▶ [Brief]
For the string "mask", search the entries below and copy every line where it appears.

▶ [Recorded data]
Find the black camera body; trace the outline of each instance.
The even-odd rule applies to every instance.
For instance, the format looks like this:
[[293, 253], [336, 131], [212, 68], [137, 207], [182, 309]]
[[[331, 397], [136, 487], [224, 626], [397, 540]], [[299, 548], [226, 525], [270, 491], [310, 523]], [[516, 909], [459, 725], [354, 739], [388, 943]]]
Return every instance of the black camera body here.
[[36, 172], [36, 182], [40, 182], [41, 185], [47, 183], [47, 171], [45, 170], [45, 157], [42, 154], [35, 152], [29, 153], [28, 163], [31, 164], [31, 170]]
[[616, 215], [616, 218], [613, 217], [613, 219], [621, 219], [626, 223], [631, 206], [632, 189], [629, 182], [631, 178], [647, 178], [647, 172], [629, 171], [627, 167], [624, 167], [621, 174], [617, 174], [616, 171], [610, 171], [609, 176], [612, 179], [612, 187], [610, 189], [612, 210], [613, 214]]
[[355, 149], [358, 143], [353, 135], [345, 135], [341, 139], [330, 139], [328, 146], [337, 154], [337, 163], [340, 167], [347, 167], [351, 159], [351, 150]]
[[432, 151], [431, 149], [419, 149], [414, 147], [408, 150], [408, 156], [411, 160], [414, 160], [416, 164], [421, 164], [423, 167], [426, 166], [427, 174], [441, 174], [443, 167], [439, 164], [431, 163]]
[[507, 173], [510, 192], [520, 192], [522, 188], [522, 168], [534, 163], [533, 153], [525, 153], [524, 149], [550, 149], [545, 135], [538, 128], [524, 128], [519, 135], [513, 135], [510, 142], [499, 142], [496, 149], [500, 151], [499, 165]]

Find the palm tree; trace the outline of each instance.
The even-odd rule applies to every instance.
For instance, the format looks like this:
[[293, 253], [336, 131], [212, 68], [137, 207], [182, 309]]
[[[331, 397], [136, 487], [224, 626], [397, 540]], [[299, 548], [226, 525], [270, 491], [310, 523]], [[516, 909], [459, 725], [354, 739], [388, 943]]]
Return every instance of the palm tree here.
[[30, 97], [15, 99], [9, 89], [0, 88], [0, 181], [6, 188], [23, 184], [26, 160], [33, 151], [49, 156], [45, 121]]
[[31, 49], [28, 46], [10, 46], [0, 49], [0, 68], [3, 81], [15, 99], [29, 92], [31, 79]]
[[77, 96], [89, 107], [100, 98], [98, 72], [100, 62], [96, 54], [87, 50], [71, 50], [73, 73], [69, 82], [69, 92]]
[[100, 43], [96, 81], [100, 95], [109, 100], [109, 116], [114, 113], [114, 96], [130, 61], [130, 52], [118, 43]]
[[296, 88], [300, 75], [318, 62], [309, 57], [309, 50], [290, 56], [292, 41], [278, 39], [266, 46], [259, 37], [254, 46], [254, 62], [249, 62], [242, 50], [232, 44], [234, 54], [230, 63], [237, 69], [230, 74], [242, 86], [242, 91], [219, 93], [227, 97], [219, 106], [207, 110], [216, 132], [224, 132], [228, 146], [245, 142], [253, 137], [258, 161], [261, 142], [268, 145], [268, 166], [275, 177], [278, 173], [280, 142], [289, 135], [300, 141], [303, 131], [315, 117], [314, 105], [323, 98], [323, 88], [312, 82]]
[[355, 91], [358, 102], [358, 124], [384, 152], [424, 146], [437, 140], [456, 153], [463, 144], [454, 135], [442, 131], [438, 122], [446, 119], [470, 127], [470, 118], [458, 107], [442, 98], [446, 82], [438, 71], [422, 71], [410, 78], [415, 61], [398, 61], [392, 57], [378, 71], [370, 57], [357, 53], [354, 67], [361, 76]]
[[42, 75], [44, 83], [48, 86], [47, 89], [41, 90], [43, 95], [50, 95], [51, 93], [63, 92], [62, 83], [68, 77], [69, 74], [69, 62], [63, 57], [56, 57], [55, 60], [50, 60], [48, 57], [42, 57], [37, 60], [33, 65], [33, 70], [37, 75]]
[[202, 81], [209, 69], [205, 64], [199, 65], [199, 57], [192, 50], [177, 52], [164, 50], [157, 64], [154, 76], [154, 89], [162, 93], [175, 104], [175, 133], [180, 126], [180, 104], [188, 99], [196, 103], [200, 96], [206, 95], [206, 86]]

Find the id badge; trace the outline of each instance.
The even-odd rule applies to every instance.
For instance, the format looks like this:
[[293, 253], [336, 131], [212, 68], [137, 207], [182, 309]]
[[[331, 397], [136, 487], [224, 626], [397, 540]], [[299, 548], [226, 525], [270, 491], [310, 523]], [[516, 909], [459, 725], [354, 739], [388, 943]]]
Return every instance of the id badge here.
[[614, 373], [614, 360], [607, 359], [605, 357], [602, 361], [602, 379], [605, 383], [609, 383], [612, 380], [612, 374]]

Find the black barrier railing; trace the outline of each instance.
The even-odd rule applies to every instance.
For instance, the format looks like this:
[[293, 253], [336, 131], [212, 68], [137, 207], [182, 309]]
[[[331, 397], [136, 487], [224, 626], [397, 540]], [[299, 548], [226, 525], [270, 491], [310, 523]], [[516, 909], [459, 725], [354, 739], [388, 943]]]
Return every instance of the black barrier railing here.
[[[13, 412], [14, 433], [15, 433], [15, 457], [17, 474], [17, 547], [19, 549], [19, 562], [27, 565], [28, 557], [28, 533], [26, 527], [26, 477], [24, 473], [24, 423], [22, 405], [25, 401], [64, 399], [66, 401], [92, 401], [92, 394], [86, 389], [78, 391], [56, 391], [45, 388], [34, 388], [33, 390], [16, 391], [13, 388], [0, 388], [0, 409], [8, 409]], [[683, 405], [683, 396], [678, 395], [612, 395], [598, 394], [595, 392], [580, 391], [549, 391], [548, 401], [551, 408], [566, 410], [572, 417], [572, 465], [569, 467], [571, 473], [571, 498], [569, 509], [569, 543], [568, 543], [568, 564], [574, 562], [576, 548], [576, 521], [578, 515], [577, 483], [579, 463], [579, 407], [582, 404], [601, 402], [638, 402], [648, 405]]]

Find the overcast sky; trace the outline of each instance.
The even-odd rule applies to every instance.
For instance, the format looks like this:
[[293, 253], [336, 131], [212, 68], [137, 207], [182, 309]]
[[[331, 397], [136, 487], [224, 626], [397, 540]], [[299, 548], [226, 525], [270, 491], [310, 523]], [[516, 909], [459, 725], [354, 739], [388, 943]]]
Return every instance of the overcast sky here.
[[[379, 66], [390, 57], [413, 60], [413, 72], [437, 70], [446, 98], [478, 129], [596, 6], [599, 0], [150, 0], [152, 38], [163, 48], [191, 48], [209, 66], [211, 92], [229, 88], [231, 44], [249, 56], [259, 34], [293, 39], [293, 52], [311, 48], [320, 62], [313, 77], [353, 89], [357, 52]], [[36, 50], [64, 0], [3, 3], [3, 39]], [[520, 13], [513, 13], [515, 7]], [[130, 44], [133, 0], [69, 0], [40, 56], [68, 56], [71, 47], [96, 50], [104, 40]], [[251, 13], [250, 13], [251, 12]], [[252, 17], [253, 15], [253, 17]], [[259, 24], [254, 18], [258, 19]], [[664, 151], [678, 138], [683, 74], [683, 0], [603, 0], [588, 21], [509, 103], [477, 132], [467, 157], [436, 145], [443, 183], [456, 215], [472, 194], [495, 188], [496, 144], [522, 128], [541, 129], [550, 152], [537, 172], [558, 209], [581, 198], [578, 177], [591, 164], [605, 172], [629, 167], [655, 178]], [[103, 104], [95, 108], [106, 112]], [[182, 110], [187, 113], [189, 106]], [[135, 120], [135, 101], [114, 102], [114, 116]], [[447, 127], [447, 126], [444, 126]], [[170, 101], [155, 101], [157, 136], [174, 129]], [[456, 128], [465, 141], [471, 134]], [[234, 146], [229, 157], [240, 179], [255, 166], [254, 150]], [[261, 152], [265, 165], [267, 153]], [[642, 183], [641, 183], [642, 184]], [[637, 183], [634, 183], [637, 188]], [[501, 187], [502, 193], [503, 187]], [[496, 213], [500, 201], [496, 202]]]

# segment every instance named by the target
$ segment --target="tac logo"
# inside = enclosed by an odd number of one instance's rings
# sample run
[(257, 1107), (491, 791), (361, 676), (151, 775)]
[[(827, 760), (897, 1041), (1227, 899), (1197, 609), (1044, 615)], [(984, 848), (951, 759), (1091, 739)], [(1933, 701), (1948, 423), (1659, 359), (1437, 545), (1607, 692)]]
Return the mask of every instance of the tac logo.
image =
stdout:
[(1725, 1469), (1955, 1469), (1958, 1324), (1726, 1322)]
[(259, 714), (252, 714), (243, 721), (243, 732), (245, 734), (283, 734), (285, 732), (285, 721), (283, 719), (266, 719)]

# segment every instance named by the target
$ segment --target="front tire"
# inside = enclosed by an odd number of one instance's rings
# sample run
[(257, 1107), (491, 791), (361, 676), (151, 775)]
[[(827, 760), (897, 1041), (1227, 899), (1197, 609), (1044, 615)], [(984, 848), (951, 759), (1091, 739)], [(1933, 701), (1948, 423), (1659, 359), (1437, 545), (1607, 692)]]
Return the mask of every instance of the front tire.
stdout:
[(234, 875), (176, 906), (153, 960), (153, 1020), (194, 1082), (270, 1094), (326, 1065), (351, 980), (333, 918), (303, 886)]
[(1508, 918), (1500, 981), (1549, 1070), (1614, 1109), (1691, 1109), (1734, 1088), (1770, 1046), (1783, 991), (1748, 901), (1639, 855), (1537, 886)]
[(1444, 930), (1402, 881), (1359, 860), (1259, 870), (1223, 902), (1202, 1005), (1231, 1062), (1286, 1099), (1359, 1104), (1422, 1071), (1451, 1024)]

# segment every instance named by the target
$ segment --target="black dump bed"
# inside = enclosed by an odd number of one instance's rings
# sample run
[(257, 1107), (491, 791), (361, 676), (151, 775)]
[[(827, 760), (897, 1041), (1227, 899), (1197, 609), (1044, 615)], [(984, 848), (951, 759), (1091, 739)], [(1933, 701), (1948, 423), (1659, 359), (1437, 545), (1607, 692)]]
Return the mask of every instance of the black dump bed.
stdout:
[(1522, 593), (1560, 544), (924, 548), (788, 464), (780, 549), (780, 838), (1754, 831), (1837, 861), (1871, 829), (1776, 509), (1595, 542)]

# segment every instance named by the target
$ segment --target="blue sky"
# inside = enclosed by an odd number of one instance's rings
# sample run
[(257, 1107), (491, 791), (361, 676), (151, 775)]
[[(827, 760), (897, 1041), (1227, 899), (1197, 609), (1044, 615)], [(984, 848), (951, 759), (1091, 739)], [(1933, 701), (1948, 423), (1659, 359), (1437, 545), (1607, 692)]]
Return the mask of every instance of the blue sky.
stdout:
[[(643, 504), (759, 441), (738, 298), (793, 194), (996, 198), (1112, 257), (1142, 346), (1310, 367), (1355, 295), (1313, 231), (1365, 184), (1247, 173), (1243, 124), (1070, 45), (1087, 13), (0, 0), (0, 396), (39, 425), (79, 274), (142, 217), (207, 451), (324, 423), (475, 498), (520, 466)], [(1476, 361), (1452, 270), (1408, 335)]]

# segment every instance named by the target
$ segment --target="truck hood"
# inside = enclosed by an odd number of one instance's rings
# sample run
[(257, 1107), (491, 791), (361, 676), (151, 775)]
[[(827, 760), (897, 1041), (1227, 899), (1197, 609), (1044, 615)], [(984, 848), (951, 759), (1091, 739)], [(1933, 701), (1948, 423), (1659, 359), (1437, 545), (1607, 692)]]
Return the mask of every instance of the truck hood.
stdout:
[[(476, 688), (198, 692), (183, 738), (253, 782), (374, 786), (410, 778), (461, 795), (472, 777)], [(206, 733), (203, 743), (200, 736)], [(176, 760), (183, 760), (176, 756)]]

▶ [Reply]
Return the mask of every instance of the tac logo.
Return the mask of every instance of the front tire.
Return the mask of every instance of the black dump bed.
Return the mask of every instance of the blue sky.
Return the mask of every instance of the truck hood.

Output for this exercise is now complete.